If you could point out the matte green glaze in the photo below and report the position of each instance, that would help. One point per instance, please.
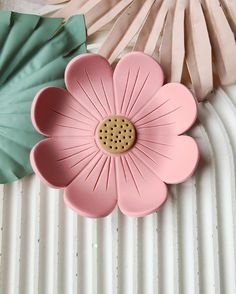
(34, 52)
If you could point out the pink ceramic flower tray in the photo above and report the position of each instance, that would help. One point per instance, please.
(114, 138)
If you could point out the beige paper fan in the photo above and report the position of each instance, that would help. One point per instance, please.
(194, 40)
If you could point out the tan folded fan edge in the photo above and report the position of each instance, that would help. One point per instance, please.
(197, 35)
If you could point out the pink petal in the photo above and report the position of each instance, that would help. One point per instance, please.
(93, 192)
(56, 113)
(172, 110)
(140, 191)
(137, 77)
(172, 158)
(88, 78)
(58, 161)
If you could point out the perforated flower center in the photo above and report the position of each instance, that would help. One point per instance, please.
(116, 134)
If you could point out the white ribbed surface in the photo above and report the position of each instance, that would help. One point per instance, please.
(188, 247)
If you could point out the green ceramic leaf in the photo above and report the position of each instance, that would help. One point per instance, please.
(34, 52)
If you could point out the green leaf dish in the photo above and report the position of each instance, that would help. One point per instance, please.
(34, 52)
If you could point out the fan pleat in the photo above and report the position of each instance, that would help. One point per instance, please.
(194, 40)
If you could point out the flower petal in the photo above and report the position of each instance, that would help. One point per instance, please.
(137, 77)
(56, 113)
(140, 191)
(88, 78)
(57, 161)
(172, 158)
(173, 109)
(93, 192)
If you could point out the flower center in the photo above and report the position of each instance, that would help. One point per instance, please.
(116, 134)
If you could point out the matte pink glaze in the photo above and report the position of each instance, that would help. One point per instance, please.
(94, 180)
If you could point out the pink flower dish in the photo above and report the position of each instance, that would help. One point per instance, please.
(114, 138)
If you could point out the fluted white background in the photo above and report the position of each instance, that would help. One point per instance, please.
(187, 247)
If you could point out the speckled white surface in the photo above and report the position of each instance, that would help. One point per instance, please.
(188, 247)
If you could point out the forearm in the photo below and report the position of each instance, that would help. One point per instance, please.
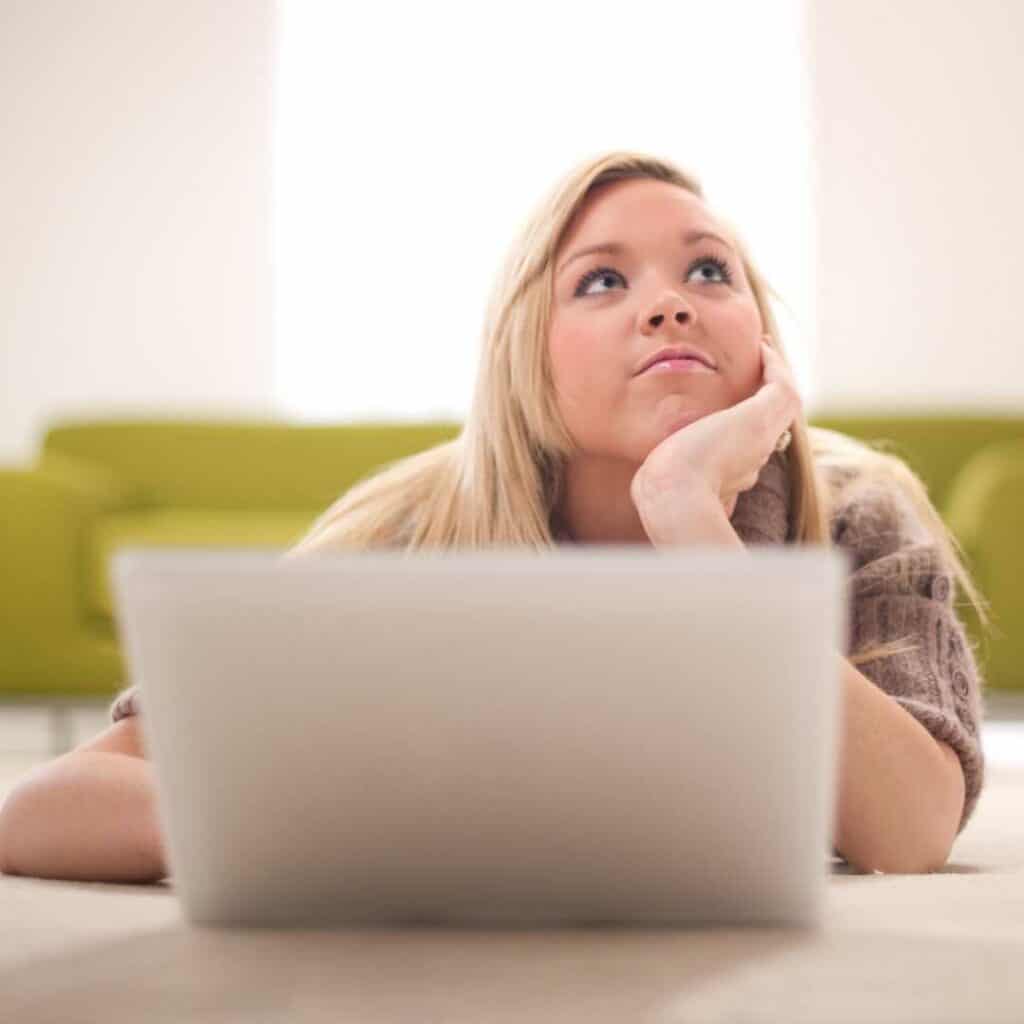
(84, 816)
(898, 803)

┄┄┄┄┄┄┄┄┄┄

→ **Work item**: Restate the whole listing word for word. Omit the pictures.

→ **Your response**:
If you could point out the matte green glaze in the photo below and report the position of each instance, that would help. One point per instance, please.
(34, 52)
If you could point out the pink ceramic flower tray in the photo above and report the position of each instance, that would help. One point per instance, please.
(114, 138)
If you could point out the beige paper fan in the photo above and report the position of each instance, that would help. One point per instance, please.
(194, 40)
If you could point out the tan folded fan edge in the photo above and report the position of each instance, that would help. One point per instance, please.
(197, 35)
If you could point out the pink petal in the photo above and report the position of each instance, that would help. One point per instance, please.
(93, 192)
(56, 113)
(172, 110)
(140, 191)
(137, 77)
(172, 158)
(88, 78)
(58, 161)
If you could point out the perforated flower center in the photo above and report the position of each instance, that would help. One point per instance, please.
(116, 134)
If you could point out the white ribbed surface in the photo above and report the position of each instance, that would help. One point per instance, please.
(188, 247)
If you could point out the green ceramic leaf in the photo above and report the position of each instance, that would help. One point per instance, please.
(34, 52)
If you could point out the green leaf dish in the photo above and report the position of each instance, that would help. One point per instance, please.
(34, 52)
If you could point out the fan pleat in the photo above and report the position of each instance, that would help. One point per instance, please.
(194, 40)
If you could point out the flower petal in the photo above and report the position of each instance, that would help. One point per instance, please.
(137, 77)
(56, 113)
(140, 191)
(88, 78)
(57, 161)
(172, 158)
(173, 109)
(93, 192)
If you could point out the flower center in the photo above and report the position of each instance, that would help. One point per instance, please.
(116, 134)
If you could point out the matte pink glaze in the photo above and report the position of each instance, that would help. One point per instance, please.
(94, 180)
If you could point out the pink flower dish in the photo above and report the position of each instance, that would help. One point per instance, please.
(114, 138)
If you could point out the fluted white background in the photo above and report the position of each instance, that would help. One point per instance, please.
(187, 247)
If you could point out the speckled white surface in the photo above and report the position of each instance, that would help. One point per instance, please.
(188, 247)
If you could point out the forearm in the photo below and report the position of each instance, that would help. One point per instance, please.
(84, 816)
(898, 803)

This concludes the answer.